Short exercise
Please reproduce the cyber-security text below word for word, between "Because the weakest" and "of their own.", inclusive.

Passage to read
--*--

Network compromises in the Sunburst hack began in March 2020, or possibly earlier. Hackers monitored network traffic for months in affected organizations before being discovered. Remediation may take months and the whole impact may never be fully known. What is known, however, is cyber-attacks can have real-world consequences. America and Israel’s STUXNET attack on Iran’s nuclear program being one infamous example.
Every nation must be prepared to defend its territory, whether that territory is physical or virtual. Based on an increasing number of cyber-attacks with significant economic consequences, there is no argument cyber-warfare is real. The challenge is how nations can defend themselves while maintaining the economic and social benefits of computer networks. Simply disconnecting from the information grid is no longer a feasible option.
Few nations maintain open societies with completely unfettered, uncensored exchanges of information. Social norms in many western cultures drive criminal activities to ‘dark nets’, well outside common social media platforms. Police, lawmakers, and regulators are still catching up to sophisticated cyber-crimes. Some countries closely monitor and control their citizen’s access to information. China’s Great Firewall comes to mind, but even the UK limits cellphone user’s access to all kinds of websites including dating, fashion, and gambling.
Protecting digital assets and capabilities at the national level is the work of governments. As is preserving the rights and freedoms of the individual. Clearly too much is at stake for nation states to ignore cyber-security. That existing nations must contend with a massively complex array of existing interconnected services running the backbone of their economies, makes their task Sisyphean. Here, with a clean slate and digital-first design, is where a virtual nation has a disruptively positive competitive advantage.
A virtual nation should expect and plan for cyber-warfare. In our new world, such planning is primarily defensive. That said, understanding offensive cyber-warfare techniques, tools, methods, and potential for deployment, is the only practical means of creating an effective security system.
Because the weakest point of any IT security system is the human element, distributing the virtual nation’s infrastructure makes sense. The tools and methods for a such networks are well understood. Devolving discreet personal information securely via blockchains and distributed ledgers eliminates central data repositories by design. Citizen’s data and transactions with the virtual state stay with the individual, keeping security overheads to a minimum. Distributed systems provide a means for more rapid recovery in the event of an attack, while also maintaining a citizen’s sovereignty over their personal data.
Better still, once established the virtual nation would be in a good position to supply services to beleaguered nations unable to afford the transition to defensible digital infrastructures of their own.

--*--

Data excerpts
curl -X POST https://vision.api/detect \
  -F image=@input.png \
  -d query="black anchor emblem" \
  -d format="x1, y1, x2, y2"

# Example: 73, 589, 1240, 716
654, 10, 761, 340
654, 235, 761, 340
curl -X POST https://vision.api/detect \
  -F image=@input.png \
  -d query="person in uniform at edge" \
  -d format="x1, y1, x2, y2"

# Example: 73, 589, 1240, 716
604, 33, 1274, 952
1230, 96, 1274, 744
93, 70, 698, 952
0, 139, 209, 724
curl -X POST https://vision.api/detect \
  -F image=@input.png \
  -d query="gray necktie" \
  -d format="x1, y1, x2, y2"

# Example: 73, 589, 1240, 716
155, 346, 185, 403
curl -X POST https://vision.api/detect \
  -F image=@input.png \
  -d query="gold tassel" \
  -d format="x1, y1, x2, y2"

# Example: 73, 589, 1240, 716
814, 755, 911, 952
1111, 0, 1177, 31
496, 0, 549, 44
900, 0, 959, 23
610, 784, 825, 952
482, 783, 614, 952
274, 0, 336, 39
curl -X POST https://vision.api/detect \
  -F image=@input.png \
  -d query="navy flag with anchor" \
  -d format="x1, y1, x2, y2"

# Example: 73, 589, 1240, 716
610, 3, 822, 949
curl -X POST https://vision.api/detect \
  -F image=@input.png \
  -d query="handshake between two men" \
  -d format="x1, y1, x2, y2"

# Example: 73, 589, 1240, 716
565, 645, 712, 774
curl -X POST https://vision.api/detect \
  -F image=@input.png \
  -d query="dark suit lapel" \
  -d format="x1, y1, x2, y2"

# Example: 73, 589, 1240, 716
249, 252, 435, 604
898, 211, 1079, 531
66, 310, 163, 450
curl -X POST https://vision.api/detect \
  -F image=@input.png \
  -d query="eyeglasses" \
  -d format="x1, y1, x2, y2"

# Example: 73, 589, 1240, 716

--*--

Problem solution
Because the weakest point of any IT security system is the human element, distributing the virtual nation’s infrastructure makes sense. The tools and methods for a such networks are well understood. Devolving discreet personal information securely via blockchains and distributed ledgers eliminates central data repositories by design. Citizen’s data and transactions with the virtual state stay with the individual, keeping security overheads to a minimum. Distributed systems provide a means for more rapid recovery in the event of an attack, while also maintaining a citizen’s sovereignty over their personal data.
Better still, once established the virtual nation would be in a good position to supply services to beleaguered nations unable to afford the transition to defensible digital infrastructures of their own.